(Stored data)
___

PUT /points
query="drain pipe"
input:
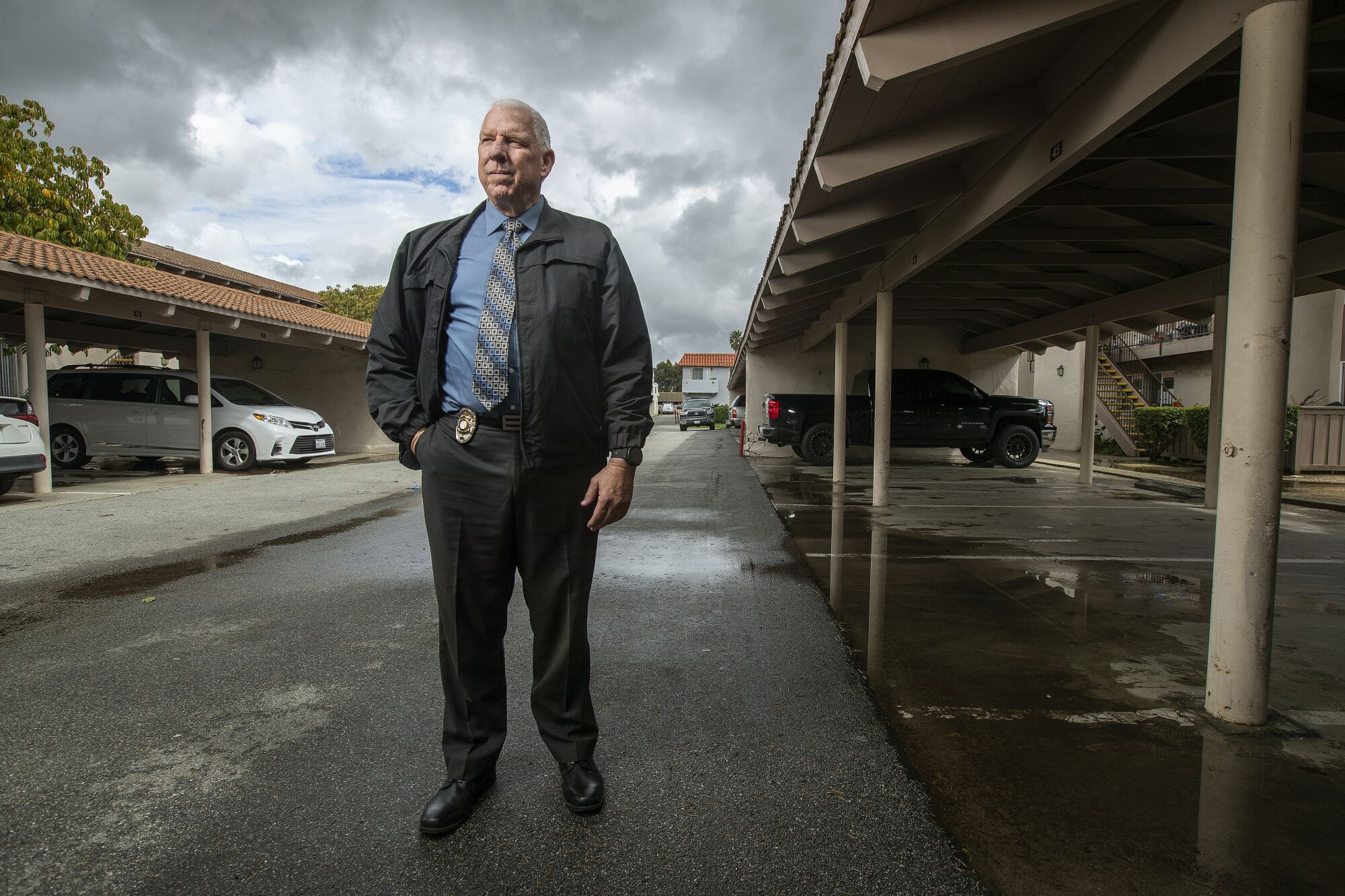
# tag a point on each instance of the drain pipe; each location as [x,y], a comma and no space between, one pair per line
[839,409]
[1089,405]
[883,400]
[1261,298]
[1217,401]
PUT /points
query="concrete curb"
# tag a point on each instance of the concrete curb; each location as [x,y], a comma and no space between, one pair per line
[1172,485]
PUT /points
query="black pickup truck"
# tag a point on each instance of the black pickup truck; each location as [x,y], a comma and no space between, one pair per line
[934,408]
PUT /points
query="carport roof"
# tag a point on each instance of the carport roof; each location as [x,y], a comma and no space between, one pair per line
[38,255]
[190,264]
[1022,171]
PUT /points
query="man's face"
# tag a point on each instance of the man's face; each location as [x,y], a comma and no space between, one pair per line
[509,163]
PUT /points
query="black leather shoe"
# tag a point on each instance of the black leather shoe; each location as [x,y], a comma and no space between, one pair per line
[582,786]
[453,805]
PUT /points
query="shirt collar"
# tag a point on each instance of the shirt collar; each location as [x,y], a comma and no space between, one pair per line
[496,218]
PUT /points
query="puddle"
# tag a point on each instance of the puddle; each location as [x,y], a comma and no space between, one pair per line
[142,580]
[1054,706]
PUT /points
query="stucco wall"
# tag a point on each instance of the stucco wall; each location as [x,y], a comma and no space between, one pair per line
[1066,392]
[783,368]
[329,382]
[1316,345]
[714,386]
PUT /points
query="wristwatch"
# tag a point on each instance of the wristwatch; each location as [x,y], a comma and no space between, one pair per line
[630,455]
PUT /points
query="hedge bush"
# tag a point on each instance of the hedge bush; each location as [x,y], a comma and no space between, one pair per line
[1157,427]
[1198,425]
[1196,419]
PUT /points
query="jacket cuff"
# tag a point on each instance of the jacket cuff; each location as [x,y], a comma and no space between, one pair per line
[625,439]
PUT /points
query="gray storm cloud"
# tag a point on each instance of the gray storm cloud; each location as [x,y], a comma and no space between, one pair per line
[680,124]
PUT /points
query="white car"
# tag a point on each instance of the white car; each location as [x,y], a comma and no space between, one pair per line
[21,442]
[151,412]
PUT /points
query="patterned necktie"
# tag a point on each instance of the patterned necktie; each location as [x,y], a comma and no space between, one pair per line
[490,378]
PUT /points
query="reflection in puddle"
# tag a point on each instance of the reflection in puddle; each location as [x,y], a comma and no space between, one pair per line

___

> _WHAT IS EXPECTED_
Retype the records verbatim, but not their images.

> _RESPONSE BOX_
PUT /points
query="drain pipe"
input:
# tag a point on each instance of the drain pipe; each location as [x,y], a comma and no space between, one pair per line
[839,409]
[1089,405]
[883,400]
[1261,298]
[1217,401]
PUT /points
query="concrete curb"
# tag a point on each instance of the concrete curb; each location as [x,y], a comma and no space between, one pair per line
[1172,485]
PUT /points
query="black pickup truck"
# tag a point on each instance of the black pickup truck; each location as [x,y], a comma and no space between, one pair per line
[934,408]
PUT /points
query="carport roof"
# tag a point on each instance of the carport roof; each location as [x,y], a comma and no space between, one pair per line
[38,255]
[190,264]
[1022,171]
PUT /points
query="man's face"
# tag a point on each instance of the man's face; each location as [x,y], a comma and no space between, one pair per line
[509,163]
PUT /points
query="black leather shoe"
# tag a point on each instance of the black leather shoe; each location as [x,y], a comma and no space between, one pair per line
[582,786]
[453,805]
PUT /points
query="shirt collar"
# tag a point on each instance of the shirt collar; each location as [x,y], a comma and no space between, one pair per line
[496,218]
PUT /points
query="puddle"
# tag a point on each instance of the puddle; each location as [x,y], a comma and no space between, one pair per line
[142,580]
[1054,706]
PUT /points
query="stucco wall"
# tag a point on each instance of the stucco wall; each location as [x,y], a comma and no space between, one pair per line
[1066,392]
[783,368]
[329,382]
[1316,345]
[714,386]
PUT /points
query="wristwatch"
# tag a point on each instance of the wristwatch; each location as [x,y], a comma and no space between, one pair per line
[630,455]
PUT /points
query="hedge bush"
# tag a point on each instance of the hedge bush; each location as [x,y], a comma and no space between, one pair per line
[1157,427]
[1198,425]
[1196,419]
PUT /points
query="jacket cuff"
# tag a point on each instance of the jacket cuff; each location as [x,y], a comma and no space between, one pair per line
[625,439]
PUT /points
query="gray storm cloud"
# tag a point on each instance of the gray storm cloud; each location as [x,y], a comma and no space between, one pair per line
[680,124]
PUT /points
query="white car"
# tag a point on each instance of the white car; each location as [x,y], a comma and no space between, one pair per line
[21,442]
[151,412]
PUT /points
query="patterned necktie"
# tag a point on each instance of the patterned necktie; each location as [x,y], a comma and no space between, one pair per line
[490,378]
PUT /points
query="reflection in puddle"
# tag a point on each instance of the reflection in puddle; each location as [x,y], a comma and no space between, one pair per line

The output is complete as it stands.